_Work task A_:
In the muscle contraction text, translate this sentence into Spanish: "This concept of noise-induced transport has motivated an abundance of theoretical and applied research."
_Work task B_:
According to the muscle contraction text, what has dominated the thinking on mechanisms of muscular contraction for nearly the past five decades?
_Work task C_:
Write out the part of the muscle contraction text starting with "The independent force" and going on through "the companion paper.".

Considerations on muscle contraction

The independent force generator and the power-stroke cross-bridge model have dominated the thinking on mechanisms of muscular contraction for nearly the past five decades. Here, we review the evolution of the cross-bridge theory from its origins as a two-state model to the current thinking of a multi-state mechanical model that is tightly coupled with the hydrolysis of ATP. Finally, we emphasize the role of skeletal muscle myosin II as a molecular motor whose actions are greatly influenced by Brownian motion. We briefly consider the conceptual idea of myosin II working as a ratchet rather than a power stroke model, an idea that is explored in detail in the companion paper.     

Force and motion generation of myosin motors: muscle contraction

Brownian ratchet theory refers to the phenomenon that non-equilibrium fluctuations in an isothermal medium and anisotropic system can induce mechanical force and motion. This concept of noise-induced transport has motivated an abundance of theoretical and applied research. One of the exciting applications of the ratchet theory lies in the possible explanation of the operating mode of biological molecular motors. Biomolecular motors are proteins able of converting chemical reactions into mechanical motion and force. Operating at energy levels only a few times greater than the energy levels of thermal baths, their operating mode has to be stochastic in nature. Here, we review the theoretical concepts of the Brownian ratchet theory and its possible link to the operation of the myosin II motors involved in muscle contraction.

_Data records_:
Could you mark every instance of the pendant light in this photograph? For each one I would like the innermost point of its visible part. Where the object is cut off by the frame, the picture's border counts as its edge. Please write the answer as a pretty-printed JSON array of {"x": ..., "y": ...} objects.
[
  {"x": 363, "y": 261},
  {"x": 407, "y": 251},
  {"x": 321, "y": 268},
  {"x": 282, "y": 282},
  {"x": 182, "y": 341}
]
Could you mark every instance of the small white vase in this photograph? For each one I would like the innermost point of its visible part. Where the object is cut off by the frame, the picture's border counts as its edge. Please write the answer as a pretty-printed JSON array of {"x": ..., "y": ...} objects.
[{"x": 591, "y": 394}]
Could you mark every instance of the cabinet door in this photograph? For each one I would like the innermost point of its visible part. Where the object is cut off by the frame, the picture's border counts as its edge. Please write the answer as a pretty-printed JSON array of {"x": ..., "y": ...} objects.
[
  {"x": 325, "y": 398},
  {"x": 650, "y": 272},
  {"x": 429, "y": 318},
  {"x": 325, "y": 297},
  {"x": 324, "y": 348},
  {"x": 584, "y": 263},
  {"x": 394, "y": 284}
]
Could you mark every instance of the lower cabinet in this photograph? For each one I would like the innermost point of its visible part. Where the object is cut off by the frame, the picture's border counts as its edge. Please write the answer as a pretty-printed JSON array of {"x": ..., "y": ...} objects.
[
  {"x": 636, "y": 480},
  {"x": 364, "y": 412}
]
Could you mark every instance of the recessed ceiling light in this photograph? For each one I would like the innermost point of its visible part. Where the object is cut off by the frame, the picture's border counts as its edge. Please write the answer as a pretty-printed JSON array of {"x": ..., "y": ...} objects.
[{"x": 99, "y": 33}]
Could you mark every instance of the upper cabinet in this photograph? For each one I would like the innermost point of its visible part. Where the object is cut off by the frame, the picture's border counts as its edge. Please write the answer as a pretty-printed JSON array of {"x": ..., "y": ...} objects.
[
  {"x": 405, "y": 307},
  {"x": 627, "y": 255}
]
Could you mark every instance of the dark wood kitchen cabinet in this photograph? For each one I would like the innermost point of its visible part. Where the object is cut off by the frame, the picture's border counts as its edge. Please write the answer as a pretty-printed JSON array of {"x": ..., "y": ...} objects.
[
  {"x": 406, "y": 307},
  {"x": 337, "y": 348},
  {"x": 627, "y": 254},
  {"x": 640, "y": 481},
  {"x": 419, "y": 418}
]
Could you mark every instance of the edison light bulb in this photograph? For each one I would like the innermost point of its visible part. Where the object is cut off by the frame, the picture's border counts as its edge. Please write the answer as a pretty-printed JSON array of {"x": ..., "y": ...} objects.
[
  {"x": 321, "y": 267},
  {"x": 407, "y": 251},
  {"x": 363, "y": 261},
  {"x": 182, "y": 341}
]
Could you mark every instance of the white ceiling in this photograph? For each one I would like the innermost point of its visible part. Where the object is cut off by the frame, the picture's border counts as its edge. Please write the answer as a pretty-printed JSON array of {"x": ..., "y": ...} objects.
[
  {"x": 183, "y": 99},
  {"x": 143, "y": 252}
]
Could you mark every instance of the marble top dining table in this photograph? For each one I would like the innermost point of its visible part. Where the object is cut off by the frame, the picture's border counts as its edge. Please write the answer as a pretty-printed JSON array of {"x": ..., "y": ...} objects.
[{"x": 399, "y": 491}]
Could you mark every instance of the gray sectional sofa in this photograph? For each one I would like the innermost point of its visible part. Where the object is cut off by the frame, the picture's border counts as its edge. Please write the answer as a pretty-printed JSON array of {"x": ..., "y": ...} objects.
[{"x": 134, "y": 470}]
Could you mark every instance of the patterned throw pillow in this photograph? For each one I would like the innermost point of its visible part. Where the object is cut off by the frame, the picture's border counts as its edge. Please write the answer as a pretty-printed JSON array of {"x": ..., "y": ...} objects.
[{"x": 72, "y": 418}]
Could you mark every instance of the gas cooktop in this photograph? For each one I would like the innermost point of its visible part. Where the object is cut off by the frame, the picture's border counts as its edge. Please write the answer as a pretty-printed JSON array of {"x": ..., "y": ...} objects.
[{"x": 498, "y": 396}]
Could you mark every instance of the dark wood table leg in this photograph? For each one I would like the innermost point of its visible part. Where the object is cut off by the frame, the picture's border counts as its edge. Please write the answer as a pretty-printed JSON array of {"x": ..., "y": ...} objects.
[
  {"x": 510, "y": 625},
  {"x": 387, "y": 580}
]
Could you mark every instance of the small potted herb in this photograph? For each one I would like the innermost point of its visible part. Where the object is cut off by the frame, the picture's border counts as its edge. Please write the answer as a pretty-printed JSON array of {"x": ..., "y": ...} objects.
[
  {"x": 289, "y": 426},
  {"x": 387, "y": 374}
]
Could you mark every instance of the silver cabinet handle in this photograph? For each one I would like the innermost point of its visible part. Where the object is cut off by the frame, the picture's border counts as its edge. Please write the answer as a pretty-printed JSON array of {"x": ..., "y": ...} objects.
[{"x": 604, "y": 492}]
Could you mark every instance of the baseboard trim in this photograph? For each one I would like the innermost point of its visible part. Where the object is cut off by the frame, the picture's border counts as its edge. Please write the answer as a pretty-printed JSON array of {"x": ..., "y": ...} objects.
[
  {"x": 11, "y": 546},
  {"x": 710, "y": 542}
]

_Answer box A_:
Este concepto de transporte inducido por ruido ha motivado una gran cantidad de investigación teórica y aplicada.

_Answer box B_:
The independent force generator and the power-stroke cross-bridge model.

_Answer box C_:
The independent force generator and the power-stroke cross-bridge model have dominated the thinking on mechanisms of muscular contraction for nearly the past five decades. Here, we review the evolution of the cross-bridge theory from its origins as a two-state model to the current thinking of a multi-state mechanical model that is tightly coupled with the hydrolysis of ATP. Finally, we emphasize the role of skeletal muscle myosin II as a molecular motor whose actions are greatly influenced by Brownian motion. We briefly consider the conceptual idea of myosin II working as a ratchet rather than a power stroke model, an idea that is explored in detail in the companion paper.